What is asked |
1. Transcribe the part of the page excerpt that opens with the words "Instead, we will" and closes with "at the end.".
2. In the entries, reproduce only the part that opens with the line containing "indicate the blue" and closes with the line containing "column 185, row 15", swapping "glow" for "radiance" and leaving everything else unchanged.

Page excerpt |
If we try to read from this file without using any additional libraries, we will get a bunch of garbled nonsense, since this file is encoded as bytes and not plain text:

with open("data.sqlite", "rb") as f:
    print(f.read(100))

b'SQLite format 3\x00\x10\x00\x01\x01\x00@  \x00\x00\x00\x10\x00\x00\x008\x00\x00\x00\x00\x00\x00\x00\x00\x00\x00\x00\x08\x00\x00\x00\x04\x00\x00\x00\x00\x00\x00\x00\x00\x00\x00\x00\x01\x00\x00\x00\x00\x00\x00\x00\x00\x00\x00\x00\x00\x00\x00\x00\x00\x00\x00\x00\x00\x00\x00\x00\x00\x00\x00\x00\x00\x00\x00\x00\x00\x00\x00\x00\x10\x00.\x05B'

Connection

Instead, we will use the sqlite3 module (documentation here). The way that this module works is that we start by opening a connection to the database with sqlite3.connect:

import sqlite3 
conn = sqlite3.connect('data.sqlite')

We will use this connection throughout the lesson, then close it at the end.

Let's look at some more attributes of the connection:

print("Data type:", type(conn))
print("Uncommitted changes:", conn.in_transaction)
print("Total changes:", conn.total_changes)

Data type: <class 'sqlite3.Connection'>
Uncommitted changes: False
Total changes: 0

As you can see, since we have only opened the connection and not performed any queries, there are no uncommitted changes and 0 total changes so far. Let's continue on and create a cursor.

Cursor

A cursor object is what can actually execute SQL commands. You create it by calling .cursor() on the connection.

cur = conn.cursor()

type(cur)

sqlite3.Cursor

Exploring the Schema

Let's use the cursor to find out what tables are contained in this database. This requires two steps:

Executing the query (.execute())
Fetching the results (.fetchone(), .fetchmany(), or .fetchall())

This is because some SQL commands (e.g. deleting data) do not require results to be fetched, just commands to be executed. So the interface only fetches the results if you ask for them.

# Execute the query
cur.execute("""SELECT name FROM sqlite_master WHERE type = 'table';""")
# Fetch the result and store it in table_names
table_names = cur.fetchall()
table_names

[('orderdetails',),
 ('payments',),
 ('offices',),
 ('customers',),
 ('orders',),
 ('productlines',),
 ('products',),
 ('employees',)]

So now we know the names of the tables. What if we want to know the schema of the employees table?

Photo-based point labeling data
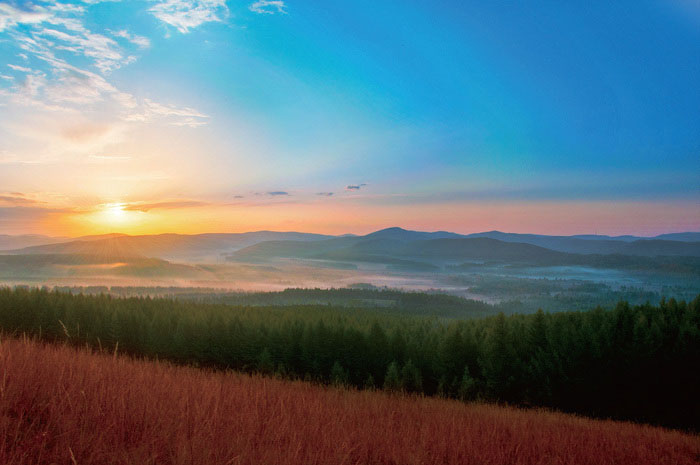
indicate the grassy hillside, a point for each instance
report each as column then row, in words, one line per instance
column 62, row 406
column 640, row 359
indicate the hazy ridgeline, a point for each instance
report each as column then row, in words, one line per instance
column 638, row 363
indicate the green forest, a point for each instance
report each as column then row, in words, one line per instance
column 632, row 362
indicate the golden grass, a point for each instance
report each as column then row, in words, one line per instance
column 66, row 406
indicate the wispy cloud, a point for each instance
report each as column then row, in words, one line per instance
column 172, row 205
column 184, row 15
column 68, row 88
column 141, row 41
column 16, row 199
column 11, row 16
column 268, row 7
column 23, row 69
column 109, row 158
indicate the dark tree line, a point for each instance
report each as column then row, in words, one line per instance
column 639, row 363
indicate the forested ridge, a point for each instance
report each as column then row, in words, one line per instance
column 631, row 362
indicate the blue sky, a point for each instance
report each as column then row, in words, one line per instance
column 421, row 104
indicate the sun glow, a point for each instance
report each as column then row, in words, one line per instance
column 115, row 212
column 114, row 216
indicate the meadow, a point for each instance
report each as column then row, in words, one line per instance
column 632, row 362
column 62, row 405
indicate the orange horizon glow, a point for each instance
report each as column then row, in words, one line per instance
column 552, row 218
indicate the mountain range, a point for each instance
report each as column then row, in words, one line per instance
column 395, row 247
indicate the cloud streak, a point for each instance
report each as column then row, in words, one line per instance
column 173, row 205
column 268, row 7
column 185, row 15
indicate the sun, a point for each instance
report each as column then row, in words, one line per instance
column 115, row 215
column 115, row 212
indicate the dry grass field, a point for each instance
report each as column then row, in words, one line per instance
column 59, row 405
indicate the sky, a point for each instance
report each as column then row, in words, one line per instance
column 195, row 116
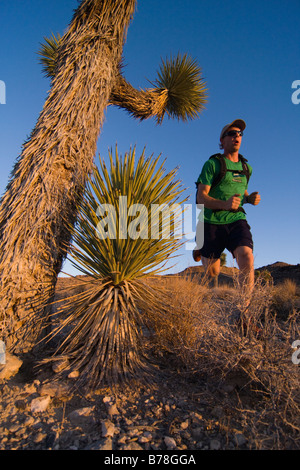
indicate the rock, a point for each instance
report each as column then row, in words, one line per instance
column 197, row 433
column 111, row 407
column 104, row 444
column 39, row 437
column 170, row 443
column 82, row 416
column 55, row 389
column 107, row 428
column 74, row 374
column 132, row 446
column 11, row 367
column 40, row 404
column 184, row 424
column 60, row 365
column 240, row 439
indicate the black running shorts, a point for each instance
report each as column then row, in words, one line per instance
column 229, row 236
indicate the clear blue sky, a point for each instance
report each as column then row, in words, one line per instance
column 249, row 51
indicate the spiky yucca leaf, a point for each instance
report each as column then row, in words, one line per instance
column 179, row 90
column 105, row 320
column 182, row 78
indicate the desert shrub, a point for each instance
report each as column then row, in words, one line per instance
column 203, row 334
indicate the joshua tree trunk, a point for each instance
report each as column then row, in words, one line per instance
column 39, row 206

Outputs in order |
1.
Instead, we will use the sqlite3 module (documentation here). The way that this module works is that we start by opening a connection to the database with sqlite3.connect:

import sqlite3 
conn = sqlite3.connect('data.sqlite')

We will use this connection throughout the lesson, then close it at the end.

2.
indicate the blue sky, a point for each instance
report each as column then row, in words, one line per instance
column 421, row 104
indicate the sun radiance, a point for each instance
report each as column then row, in words, one line per instance
column 115, row 212
column 114, row 216
indicate the meadow, a point for each instance
report each as column then row, in words, one line per instance
column 632, row 362
column 62, row 405
indicate the orange horizon radiance, a point for each instance
report each as column then row, in words, one line per instance
column 552, row 218
indicate the mountain range, a point for each instance
report each as column then row, in words, one line per instance
column 395, row 247
indicate the cloud streak, a point for each instance
report each as column then row, in words, one line per instance
column 173, row 205
column 268, row 7
column 185, row 15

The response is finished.